**SUPPLIED DATA**
[Start of Attachment]

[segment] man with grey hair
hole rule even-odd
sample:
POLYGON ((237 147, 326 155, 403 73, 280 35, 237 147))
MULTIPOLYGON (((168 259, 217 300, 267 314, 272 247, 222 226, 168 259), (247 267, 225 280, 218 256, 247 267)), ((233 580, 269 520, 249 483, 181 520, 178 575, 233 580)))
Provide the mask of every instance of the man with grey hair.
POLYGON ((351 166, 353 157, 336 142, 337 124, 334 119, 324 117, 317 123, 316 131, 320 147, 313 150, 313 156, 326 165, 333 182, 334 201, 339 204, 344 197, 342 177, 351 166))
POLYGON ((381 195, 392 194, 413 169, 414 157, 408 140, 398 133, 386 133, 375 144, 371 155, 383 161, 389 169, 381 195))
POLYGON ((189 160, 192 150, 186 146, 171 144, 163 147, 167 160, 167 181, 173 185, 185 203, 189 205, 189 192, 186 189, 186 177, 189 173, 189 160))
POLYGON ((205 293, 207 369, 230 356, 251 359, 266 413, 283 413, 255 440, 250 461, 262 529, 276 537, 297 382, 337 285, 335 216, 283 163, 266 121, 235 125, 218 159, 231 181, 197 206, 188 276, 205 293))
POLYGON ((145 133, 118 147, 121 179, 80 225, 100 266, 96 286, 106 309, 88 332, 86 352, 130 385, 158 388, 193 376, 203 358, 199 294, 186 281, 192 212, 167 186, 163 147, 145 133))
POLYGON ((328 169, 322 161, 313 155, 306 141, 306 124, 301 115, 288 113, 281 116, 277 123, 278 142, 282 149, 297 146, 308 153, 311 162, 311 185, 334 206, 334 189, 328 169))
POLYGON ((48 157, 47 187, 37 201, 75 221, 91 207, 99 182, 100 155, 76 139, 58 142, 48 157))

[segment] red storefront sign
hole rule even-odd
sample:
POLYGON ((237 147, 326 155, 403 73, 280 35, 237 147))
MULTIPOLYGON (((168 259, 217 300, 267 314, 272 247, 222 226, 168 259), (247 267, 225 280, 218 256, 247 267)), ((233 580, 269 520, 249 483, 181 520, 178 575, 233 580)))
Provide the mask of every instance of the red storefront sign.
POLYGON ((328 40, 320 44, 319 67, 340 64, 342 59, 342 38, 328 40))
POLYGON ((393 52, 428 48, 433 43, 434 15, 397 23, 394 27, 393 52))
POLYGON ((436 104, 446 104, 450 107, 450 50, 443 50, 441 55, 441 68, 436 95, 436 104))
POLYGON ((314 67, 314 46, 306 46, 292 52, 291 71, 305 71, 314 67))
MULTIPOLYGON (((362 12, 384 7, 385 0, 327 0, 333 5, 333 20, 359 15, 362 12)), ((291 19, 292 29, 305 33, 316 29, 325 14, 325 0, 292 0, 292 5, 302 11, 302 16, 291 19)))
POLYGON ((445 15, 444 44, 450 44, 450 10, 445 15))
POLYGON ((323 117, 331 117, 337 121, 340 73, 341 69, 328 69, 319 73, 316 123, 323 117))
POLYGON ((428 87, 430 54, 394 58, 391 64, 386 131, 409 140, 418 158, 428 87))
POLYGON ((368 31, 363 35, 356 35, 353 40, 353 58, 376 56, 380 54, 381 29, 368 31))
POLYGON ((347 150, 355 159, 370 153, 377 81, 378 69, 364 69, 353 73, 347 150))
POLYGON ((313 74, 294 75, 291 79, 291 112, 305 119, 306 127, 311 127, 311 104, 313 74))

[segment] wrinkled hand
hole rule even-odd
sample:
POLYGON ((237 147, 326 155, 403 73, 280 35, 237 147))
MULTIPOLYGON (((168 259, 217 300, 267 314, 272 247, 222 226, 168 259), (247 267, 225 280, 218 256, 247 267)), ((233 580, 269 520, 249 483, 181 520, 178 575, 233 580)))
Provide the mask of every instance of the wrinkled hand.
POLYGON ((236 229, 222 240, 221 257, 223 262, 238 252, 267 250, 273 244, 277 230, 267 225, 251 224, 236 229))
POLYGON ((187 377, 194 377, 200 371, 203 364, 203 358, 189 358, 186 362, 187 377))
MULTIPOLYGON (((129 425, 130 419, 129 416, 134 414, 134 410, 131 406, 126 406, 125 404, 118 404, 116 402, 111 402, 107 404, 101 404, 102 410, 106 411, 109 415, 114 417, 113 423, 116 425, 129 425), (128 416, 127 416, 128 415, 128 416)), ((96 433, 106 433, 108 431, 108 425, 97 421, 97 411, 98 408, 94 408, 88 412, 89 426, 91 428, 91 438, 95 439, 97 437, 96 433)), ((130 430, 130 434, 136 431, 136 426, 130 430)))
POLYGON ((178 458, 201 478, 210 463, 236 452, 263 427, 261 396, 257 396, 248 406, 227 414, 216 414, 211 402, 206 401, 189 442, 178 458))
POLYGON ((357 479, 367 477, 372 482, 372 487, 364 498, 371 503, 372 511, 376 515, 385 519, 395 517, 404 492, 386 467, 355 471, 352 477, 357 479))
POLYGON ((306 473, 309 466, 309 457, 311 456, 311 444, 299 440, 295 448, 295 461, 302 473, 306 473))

[End of Attachment]

In full and exactly as written, reproduce the records above.

**RESPONSE BOX**
[segment] man with grey hair
hole rule even-odd
sample:
POLYGON ((237 147, 326 155, 403 73, 280 35, 237 147))
MULTIPOLYGON (((168 259, 217 300, 267 314, 272 247, 222 226, 168 259), (247 267, 225 280, 218 256, 247 267)), ((233 580, 269 520, 249 483, 181 520, 178 575, 233 580)))
Provide the mask of every instance of the man with grey hair.
POLYGON ((351 166, 353 157, 336 142, 337 124, 334 119, 324 117, 317 123, 316 131, 320 147, 313 150, 313 156, 326 165, 333 182, 334 201, 339 204, 344 197, 342 177, 351 166))
POLYGON ((381 195, 392 194, 413 169, 414 157, 408 140, 398 133, 386 133, 375 144, 371 155, 383 161, 389 169, 381 195))
POLYGON ((189 160, 192 150, 186 146, 171 144, 163 147, 167 160, 167 181, 173 185, 185 203, 189 205, 189 192, 186 189, 186 177, 189 173, 189 160))
POLYGON ((205 293, 207 369, 230 356, 251 359, 266 413, 283 413, 255 440, 250 461, 262 529, 276 537, 297 382, 337 285, 335 216, 283 163, 266 121, 235 125, 218 159, 231 181, 197 206, 188 276, 205 293))
POLYGON ((145 133, 118 147, 121 179, 80 225, 100 266, 96 286, 106 309, 88 332, 86 352, 130 385, 158 388, 193 376, 203 358, 199 294, 186 281, 192 212, 167 186, 163 147, 145 133))
POLYGON ((328 169, 322 161, 313 155, 306 141, 306 124, 301 115, 288 113, 281 116, 277 123, 278 142, 282 149, 297 146, 308 153, 311 162, 311 185, 334 206, 334 189, 328 169))
POLYGON ((48 157, 47 187, 37 201, 75 221, 91 207, 99 182, 100 155, 76 139, 58 142, 48 157))

[segment] red storefront sign
hole rule even-odd
sample:
POLYGON ((237 147, 326 155, 403 73, 280 35, 237 147))
MULTIPOLYGON (((168 259, 217 300, 267 314, 272 247, 222 226, 168 259), (247 267, 225 280, 218 256, 247 267)), ((233 580, 269 520, 249 483, 181 520, 178 575, 233 580)))
Provide the mask of every instance of the red storefront sign.
POLYGON ((328 40, 320 44, 319 67, 340 64, 342 59, 342 38, 328 40))
POLYGON ((393 52, 428 48, 433 43, 434 15, 397 23, 394 27, 393 52))
POLYGON ((436 104, 446 104, 450 107, 450 50, 443 50, 441 55, 441 68, 436 95, 436 104))
POLYGON ((314 67, 314 46, 306 46, 292 52, 291 71, 305 71, 314 67))
MULTIPOLYGON (((362 12, 384 7, 385 0, 327 0, 333 5, 333 20, 359 15, 362 12)), ((291 19, 292 29, 305 33, 316 29, 325 14, 325 0, 292 0, 292 5, 302 11, 302 16, 291 19)))
POLYGON ((445 15, 444 44, 450 44, 450 10, 445 15))
POLYGON ((323 117, 331 117, 337 121, 340 73, 341 69, 328 69, 319 73, 316 123, 323 117))
POLYGON ((428 87, 430 54, 394 58, 391 64, 386 131, 409 140, 418 158, 428 87))
POLYGON ((368 31, 363 35, 356 35, 353 40, 353 58, 376 56, 380 54, 381 29, 368 31))
POLYGON ((347 150, 355 159, 370 153, 377 81, 378 69, 364 69, 353 73, 347 150))
POLYGON ((313 74, 294 75, 291 79, 291 112, 305 119, 306 127, 311 127, 311 104, 313 74))

[segment] wrinkled hand
hole rule even-odd
sample:
POLYGON ((237 147, 326 155, 403 73, 280 35, 237 147))
MULTIPOLYGON (((168 259, 217 300, 267 314, 272 247, 222 226, 168 259), (247 267, 225 280, 218 256, 247 267)), ((233 580, 269 520, 249 483, 181 520, 178 575, 233 580)))
Provide the mask of every instance of the wrinkled hand.
POLYGON ((236 229, 222 240, 221 257, 223 262, 238 252, 267 250, 273 244, 277 230, 267 225, 251 224, 236 229))
POLYGON ((187 377, 194 377, 200 371, 203 364, 203 358, 189 358, 186 362, 187 377))
MULTIPOLYGON (((129 425, 130 419, 129 416, 134 414, 134 410, 131 406, 126 406, 125 404, 118 404, 116 402, 111 402, 107 404, 101 404, 102 410, 106 411, 109 415, 114 417, 113 423, 116 425, 129 425), (128 416, 127 416, 128 415, 128 416)), ((96 433, 106 433, 108 431, 108 425, 97 421, 97 411, 98 408, 94 408, 88 412, 89 426, 91 428, 91 438, 95 439, 97 437, 96 433)), ((130 430, 130 434, 136 431, 136 426, 130 430)))
POLYGON ((178 458, 201 478, 210 463, 236 452, 263 427, 261 396, 257 396, 248 406, 227 414, 216 414, 211 402, 206 401, 189 442, 178 458))
POLYGON ((357 479, 367 477, 372 482, 372 487, 364 498, 371 503, 372 511, 376 515, 385 519, 395 517, 404 492, 386 467, 355 471, 352 477, 357 479))
POLYGON ((306 473, 309 466, 309 457, 311 456, 311 444, 299 440, 295 448, 295 461, 302 473, 306 473))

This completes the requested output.